EXTRACT TO READ
#####

Allow plenty of time to make the big move. Your parents may not want to do much at once, especially if they feel reluctant to give up their home. If you think the move is going to be a slow process, then get started early. Don’t try to pack up their whole house over a weekend. Take things more slowly and take the time to talk with your parents about their memories of their home. 

Identify their most important possessions

Ask your parents which of their possessions are most important to them. Taking the things that matter most to them to the personal care home can help to make the transition a lot easier and less upsetting for everyone. If there are important family pieces, like antique furniture, that won’t fit into their new home, come up with a solution together. Perhaps they would be happy for someone else in the family to have these items, so they aren’t just thrown away. 

Get involved in the community

Downsizing a home can take a long time. If there are delays in the move, your parents might start to have doubts. To prevent this from happening, help them to feel better about it by getting involved in the community at the retirement community. Arrange for your parents to start attending events there or join in some of the arranged activities. The staff should be able to set this up for you, so you can help your parents to start getting to know the staff, making new friends, and start to feel comfortable. When moving day comes around, they are likely to feel a lot better about it, and it won’t take them as long to settle in. 

Arrange Visitors

Moving into a retirement home can be hard, and some people may be concerned about becoming disconnected from the family. Reassure them by making sure that they get plenty of visitors. Some experts suggest lots of visits during the first weeks, whereas others suggest not visiting for the first two weeks to let them settle in. You know your parents best, so decide which strategy will work the best for them.


When you feel it is time for visitors, go yourself and encourage the rest of the family and friends to visit them as well. If you can’t visit your parents as often as you want to, find other ways to help them stay connected to the family. Arrange a regular phone call, and teach them how to receive photos via their phone or email. Send pictures of the grandchildren or anything else they might like to see, so they don’t feel disconnected. Staying involved should ease some of their concerns.

#####

PROBLEM DESCRIPTION
From the passage on helping parents move into a retirement home, transcribe the section that begins at the words "Ask your parents" and stops after "just thrown away.". Rely solely on the text above when working through the items.

ENTRIES SHOWN

#####

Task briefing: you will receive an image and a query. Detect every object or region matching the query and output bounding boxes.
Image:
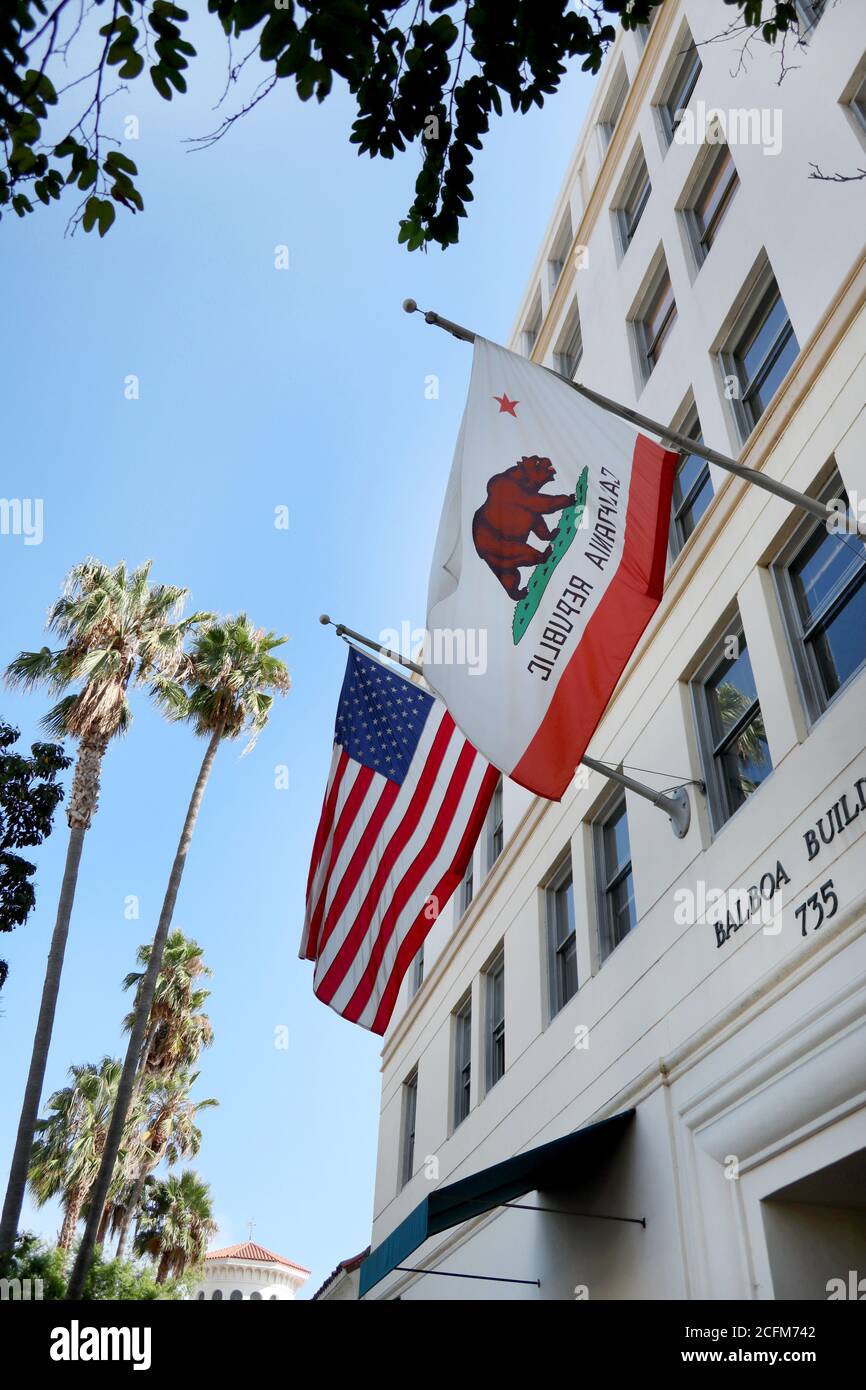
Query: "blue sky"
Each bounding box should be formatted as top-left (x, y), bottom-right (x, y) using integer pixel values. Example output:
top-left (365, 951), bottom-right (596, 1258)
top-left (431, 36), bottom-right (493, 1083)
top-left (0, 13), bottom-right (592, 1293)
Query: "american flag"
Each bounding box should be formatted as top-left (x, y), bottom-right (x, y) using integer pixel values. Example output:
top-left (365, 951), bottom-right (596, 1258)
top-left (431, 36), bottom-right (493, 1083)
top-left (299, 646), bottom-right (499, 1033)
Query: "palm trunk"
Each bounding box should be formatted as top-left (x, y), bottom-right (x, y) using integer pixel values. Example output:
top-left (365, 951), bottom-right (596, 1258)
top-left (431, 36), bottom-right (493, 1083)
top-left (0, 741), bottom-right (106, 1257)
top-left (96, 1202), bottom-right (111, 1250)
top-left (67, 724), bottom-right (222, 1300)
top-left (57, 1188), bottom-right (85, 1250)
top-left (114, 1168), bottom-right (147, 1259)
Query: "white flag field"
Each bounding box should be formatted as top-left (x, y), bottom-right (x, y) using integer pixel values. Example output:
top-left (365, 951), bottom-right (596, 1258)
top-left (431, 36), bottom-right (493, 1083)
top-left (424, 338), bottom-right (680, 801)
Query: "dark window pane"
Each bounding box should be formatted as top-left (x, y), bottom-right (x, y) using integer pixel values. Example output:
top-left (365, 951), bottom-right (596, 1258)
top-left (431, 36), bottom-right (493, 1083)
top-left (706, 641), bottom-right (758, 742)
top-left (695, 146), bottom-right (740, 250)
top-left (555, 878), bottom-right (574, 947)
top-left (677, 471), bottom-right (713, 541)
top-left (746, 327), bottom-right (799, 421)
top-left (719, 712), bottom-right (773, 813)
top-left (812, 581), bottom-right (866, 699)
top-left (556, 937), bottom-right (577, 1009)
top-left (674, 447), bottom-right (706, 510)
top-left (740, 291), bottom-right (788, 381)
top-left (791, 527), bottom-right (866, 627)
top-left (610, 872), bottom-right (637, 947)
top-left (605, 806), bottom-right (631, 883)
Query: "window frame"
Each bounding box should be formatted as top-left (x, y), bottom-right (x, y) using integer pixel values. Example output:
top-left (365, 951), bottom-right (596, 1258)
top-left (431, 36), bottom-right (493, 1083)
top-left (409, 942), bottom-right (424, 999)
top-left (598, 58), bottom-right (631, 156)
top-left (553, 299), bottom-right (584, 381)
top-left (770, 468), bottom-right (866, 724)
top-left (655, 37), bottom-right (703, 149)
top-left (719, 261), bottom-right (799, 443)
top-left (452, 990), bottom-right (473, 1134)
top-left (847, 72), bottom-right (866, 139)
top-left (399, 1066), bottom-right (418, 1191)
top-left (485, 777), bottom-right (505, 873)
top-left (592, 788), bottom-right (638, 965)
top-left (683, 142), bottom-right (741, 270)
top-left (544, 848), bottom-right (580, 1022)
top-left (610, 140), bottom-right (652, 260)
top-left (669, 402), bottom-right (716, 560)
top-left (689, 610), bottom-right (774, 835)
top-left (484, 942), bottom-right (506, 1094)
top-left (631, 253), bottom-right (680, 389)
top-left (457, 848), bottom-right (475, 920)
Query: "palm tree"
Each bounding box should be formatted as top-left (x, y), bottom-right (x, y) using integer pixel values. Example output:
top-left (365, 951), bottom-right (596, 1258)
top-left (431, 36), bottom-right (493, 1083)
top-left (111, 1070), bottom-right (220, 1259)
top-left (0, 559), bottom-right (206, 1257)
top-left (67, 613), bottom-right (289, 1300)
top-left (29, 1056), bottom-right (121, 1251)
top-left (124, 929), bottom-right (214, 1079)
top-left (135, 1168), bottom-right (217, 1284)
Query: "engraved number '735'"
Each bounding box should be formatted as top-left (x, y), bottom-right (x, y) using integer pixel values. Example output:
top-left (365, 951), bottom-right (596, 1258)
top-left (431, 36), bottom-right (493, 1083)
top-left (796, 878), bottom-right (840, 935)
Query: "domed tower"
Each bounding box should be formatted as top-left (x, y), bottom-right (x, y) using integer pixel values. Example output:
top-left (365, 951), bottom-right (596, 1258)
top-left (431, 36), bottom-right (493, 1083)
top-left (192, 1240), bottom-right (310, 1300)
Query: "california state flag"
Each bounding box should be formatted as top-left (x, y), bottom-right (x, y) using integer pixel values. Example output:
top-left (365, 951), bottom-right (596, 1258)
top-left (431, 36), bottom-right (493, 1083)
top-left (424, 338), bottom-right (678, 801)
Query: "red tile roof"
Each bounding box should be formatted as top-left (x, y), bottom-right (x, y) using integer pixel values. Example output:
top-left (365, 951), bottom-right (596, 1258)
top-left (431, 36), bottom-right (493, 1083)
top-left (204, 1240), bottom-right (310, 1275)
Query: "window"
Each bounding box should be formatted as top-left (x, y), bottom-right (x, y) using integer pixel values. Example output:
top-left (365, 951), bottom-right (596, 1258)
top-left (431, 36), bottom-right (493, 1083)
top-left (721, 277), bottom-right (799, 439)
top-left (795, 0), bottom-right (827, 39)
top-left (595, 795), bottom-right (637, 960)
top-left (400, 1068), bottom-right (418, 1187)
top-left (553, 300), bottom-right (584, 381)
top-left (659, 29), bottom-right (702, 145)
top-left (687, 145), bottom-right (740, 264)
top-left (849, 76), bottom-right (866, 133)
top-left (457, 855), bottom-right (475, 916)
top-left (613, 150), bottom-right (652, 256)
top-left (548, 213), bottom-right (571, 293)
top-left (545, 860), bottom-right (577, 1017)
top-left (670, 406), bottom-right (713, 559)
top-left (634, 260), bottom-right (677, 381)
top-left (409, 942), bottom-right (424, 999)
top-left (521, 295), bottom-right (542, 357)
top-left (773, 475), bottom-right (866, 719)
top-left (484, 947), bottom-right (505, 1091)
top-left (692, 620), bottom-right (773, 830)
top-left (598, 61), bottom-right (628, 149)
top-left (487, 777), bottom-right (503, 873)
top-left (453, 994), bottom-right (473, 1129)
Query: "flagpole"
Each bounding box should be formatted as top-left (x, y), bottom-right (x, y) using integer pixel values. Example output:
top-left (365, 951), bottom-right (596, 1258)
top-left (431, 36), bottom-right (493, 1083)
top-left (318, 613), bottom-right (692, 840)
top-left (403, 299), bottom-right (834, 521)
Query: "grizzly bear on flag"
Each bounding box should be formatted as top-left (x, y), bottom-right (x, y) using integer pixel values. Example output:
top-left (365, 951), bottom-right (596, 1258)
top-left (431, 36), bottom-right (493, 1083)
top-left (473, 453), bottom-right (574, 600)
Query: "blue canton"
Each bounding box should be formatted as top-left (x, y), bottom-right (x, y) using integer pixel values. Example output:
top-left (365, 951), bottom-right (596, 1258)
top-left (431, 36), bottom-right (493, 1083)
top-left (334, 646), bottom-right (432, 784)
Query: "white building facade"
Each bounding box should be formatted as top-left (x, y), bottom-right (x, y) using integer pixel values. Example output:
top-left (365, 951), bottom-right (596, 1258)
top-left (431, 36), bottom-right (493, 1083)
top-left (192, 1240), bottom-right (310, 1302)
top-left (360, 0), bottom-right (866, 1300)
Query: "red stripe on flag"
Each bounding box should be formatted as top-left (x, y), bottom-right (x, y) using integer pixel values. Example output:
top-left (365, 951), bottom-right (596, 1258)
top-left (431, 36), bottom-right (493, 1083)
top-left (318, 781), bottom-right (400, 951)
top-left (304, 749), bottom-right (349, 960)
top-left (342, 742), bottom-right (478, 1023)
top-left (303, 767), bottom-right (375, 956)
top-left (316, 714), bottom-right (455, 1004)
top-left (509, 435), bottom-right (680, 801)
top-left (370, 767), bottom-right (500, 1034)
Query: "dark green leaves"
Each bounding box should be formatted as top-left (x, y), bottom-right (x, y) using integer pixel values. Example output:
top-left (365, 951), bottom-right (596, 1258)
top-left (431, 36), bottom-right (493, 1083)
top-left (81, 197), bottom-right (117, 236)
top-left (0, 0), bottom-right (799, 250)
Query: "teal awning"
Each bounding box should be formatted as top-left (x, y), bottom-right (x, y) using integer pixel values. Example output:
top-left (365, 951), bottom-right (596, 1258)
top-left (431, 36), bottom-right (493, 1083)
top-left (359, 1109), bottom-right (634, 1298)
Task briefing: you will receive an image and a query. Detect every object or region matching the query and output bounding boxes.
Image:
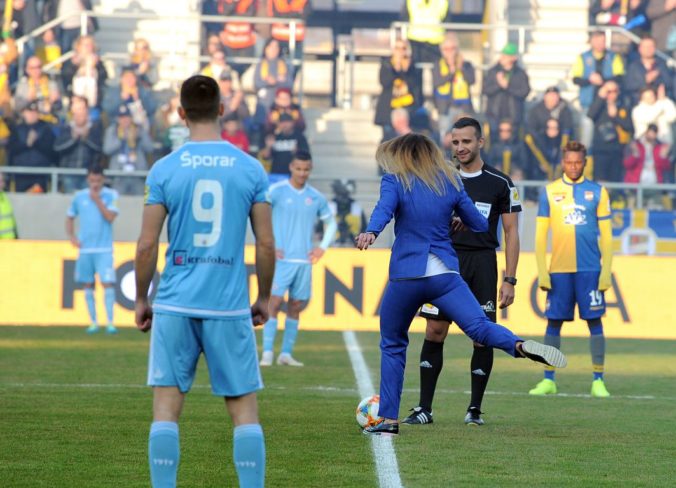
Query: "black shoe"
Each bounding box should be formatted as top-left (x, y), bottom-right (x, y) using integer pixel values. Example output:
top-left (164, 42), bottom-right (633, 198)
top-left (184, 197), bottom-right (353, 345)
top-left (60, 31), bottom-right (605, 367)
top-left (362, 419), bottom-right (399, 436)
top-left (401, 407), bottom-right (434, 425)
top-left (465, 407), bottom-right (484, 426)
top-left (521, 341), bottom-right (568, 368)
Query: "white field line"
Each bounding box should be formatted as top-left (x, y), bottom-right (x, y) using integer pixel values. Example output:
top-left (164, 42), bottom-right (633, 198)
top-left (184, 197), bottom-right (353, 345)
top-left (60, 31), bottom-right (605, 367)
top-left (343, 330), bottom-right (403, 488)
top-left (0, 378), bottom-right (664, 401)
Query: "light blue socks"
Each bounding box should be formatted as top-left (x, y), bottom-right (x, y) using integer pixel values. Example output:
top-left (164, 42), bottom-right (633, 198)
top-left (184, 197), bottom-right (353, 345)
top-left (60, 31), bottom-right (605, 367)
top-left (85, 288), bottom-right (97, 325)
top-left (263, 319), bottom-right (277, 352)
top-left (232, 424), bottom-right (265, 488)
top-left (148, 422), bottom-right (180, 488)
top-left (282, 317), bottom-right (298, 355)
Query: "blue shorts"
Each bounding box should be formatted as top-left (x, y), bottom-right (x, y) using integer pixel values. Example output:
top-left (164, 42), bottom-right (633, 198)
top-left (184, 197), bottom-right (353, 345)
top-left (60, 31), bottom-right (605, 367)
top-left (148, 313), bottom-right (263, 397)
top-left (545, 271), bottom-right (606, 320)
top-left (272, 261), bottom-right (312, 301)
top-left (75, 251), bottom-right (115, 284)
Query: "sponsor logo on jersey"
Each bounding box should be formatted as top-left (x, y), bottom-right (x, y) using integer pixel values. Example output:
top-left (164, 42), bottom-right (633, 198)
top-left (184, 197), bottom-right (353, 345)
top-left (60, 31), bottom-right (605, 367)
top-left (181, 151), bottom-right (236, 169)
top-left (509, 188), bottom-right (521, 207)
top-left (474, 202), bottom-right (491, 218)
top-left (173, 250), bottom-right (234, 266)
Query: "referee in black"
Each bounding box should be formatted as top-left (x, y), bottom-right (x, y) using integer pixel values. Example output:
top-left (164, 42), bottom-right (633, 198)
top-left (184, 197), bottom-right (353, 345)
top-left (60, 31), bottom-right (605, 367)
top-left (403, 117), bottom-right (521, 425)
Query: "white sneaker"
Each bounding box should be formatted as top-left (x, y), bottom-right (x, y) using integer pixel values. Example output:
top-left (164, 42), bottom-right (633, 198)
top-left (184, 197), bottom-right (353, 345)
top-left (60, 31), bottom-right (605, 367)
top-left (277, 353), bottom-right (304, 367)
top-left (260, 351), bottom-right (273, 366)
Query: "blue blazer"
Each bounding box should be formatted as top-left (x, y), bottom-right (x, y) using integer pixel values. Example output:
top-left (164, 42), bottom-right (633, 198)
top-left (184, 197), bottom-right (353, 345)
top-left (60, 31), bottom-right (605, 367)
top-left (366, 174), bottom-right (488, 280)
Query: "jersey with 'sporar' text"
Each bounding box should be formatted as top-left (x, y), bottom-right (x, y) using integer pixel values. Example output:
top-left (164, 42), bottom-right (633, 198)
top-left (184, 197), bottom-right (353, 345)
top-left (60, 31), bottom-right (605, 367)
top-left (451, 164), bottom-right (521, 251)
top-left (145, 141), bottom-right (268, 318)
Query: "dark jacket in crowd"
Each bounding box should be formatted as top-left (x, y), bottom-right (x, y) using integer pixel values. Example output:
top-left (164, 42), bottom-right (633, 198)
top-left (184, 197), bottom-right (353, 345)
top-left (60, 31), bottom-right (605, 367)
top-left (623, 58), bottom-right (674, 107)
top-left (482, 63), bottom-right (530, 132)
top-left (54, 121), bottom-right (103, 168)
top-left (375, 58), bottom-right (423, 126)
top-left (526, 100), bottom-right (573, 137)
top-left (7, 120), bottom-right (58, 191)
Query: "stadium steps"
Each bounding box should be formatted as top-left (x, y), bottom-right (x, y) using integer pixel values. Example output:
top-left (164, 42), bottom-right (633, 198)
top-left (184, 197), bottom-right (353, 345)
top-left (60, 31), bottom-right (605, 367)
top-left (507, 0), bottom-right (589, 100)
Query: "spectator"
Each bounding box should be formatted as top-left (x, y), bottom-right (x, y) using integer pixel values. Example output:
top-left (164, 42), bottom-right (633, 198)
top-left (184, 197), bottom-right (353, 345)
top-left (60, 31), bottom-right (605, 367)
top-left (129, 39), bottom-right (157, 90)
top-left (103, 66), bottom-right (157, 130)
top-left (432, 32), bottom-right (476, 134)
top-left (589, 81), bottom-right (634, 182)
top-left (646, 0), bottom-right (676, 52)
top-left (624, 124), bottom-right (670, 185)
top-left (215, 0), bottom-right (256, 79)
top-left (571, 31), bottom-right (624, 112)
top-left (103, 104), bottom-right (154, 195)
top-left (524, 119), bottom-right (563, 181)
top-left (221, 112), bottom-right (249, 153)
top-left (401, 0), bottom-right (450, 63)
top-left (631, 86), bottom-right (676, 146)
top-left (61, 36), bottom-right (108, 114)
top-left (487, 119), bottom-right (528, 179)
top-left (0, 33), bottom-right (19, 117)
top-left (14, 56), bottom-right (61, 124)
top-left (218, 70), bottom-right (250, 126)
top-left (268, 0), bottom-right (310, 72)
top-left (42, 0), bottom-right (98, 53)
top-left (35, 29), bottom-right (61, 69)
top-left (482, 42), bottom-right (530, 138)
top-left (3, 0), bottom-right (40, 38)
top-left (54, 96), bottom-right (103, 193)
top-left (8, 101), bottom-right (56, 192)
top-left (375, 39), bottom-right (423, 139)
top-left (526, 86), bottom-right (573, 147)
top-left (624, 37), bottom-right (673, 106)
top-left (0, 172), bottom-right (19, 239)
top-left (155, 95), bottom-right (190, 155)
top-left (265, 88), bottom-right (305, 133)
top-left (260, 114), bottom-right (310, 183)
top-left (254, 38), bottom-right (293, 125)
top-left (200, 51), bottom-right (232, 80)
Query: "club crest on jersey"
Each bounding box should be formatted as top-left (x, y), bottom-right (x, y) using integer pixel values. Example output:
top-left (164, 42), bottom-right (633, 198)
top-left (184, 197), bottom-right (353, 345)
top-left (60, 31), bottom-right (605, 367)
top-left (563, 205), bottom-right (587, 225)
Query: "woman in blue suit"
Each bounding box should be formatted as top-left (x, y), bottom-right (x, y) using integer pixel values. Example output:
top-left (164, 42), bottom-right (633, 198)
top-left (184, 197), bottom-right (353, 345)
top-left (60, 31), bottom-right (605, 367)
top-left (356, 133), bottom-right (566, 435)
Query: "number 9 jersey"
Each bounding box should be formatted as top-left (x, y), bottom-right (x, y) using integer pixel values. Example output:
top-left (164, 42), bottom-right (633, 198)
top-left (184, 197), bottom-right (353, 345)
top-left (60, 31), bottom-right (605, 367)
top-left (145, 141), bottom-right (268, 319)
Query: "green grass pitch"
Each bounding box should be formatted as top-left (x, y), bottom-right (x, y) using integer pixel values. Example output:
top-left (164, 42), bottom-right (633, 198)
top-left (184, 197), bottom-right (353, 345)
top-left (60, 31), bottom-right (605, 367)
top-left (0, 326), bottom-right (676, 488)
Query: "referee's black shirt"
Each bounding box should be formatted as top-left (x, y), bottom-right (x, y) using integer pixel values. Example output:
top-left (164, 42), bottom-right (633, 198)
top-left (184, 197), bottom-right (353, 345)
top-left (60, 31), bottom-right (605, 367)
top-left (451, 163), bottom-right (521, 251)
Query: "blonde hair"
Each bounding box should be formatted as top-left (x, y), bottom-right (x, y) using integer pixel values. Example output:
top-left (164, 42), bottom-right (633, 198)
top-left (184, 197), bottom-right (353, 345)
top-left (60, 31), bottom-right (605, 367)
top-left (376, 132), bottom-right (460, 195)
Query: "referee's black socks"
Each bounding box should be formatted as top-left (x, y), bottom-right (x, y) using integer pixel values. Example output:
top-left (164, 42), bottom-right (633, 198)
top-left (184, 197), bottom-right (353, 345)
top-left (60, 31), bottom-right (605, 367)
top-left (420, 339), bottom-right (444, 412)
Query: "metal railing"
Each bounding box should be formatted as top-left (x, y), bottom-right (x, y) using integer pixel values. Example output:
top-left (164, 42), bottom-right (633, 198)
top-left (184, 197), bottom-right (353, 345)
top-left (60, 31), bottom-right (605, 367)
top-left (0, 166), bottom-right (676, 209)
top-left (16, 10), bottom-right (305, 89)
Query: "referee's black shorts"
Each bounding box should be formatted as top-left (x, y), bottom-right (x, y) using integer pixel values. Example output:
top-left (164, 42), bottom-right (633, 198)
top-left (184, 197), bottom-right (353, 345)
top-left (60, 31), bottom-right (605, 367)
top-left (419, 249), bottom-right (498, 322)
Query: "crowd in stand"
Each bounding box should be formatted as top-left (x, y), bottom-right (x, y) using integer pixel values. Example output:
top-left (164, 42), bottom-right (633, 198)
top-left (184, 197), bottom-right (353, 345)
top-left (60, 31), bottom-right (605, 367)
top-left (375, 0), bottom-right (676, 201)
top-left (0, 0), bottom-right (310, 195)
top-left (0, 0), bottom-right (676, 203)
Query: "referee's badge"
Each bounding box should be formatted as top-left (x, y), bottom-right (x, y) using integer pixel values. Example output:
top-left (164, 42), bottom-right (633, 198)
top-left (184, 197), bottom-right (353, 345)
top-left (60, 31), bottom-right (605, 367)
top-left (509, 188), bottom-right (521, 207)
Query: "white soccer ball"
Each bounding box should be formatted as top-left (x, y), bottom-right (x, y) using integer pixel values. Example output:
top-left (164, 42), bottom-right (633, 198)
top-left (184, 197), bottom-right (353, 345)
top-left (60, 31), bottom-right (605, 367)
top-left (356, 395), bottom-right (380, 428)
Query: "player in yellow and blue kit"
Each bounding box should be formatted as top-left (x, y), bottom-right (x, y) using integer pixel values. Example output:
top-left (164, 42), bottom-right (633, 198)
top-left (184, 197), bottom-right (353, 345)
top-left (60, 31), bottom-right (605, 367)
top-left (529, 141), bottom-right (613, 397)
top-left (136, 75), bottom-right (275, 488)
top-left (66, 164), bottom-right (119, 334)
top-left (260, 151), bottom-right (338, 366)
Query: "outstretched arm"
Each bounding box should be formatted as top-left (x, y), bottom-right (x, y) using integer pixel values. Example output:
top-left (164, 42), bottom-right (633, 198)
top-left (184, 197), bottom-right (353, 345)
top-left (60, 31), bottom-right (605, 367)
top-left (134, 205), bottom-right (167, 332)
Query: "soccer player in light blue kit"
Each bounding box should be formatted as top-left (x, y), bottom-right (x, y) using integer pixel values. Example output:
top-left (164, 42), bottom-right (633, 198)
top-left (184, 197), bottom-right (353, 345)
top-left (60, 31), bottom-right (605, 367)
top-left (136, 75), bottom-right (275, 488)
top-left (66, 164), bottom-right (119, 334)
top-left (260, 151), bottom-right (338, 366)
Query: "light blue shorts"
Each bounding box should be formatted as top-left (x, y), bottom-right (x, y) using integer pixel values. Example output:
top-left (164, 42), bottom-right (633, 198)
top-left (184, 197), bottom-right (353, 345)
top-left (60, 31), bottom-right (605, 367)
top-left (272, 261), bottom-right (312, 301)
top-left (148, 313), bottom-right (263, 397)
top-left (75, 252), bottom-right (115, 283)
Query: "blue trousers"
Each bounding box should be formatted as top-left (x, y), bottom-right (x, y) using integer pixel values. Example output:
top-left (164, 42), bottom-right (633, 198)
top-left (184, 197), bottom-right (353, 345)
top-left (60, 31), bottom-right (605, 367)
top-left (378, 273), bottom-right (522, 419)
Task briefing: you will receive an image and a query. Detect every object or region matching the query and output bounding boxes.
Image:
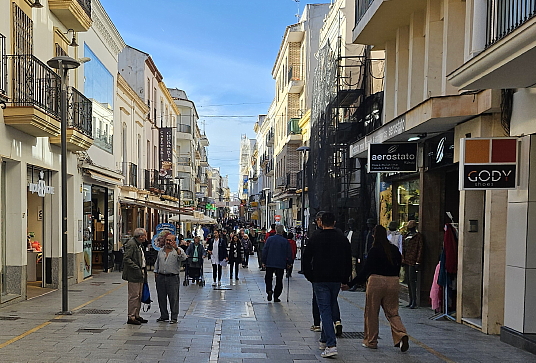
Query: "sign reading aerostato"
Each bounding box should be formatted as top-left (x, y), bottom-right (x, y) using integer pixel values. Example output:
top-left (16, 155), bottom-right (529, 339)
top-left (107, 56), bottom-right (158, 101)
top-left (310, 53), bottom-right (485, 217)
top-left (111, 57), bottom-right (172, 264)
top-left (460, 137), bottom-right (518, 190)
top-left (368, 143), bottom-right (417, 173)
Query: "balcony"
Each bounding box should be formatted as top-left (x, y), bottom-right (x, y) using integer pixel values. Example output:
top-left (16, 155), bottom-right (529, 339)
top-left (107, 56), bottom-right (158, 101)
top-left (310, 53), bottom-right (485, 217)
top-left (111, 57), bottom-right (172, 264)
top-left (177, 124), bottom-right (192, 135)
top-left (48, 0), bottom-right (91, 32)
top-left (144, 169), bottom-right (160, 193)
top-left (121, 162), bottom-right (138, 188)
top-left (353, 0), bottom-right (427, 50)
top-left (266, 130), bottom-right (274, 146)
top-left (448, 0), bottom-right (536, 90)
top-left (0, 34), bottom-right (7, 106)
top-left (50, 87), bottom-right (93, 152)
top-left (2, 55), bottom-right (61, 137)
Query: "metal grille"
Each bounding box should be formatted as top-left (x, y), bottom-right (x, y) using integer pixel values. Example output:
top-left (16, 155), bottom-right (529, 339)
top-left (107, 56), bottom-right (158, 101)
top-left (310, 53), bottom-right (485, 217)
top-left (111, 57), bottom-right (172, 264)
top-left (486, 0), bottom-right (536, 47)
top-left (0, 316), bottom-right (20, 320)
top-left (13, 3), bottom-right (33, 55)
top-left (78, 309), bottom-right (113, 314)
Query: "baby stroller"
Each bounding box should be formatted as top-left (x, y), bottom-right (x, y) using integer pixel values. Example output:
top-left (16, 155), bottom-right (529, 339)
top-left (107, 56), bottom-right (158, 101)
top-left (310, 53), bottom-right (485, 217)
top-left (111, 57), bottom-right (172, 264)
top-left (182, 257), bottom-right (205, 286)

#####

RESULT OF THIS EXERCISE
Ask your parents which of their possessions are most important to them. Taking the things that matter most to them to the personal care home can help to make the transition a lot easier and less upsetting for everyone. If there are important family pieces, like antique furniture, that won’t fit into their new home, come up with a solution together. Perhaps they would be happy for someone else in the family to have these items, so they aren’t just thrown away.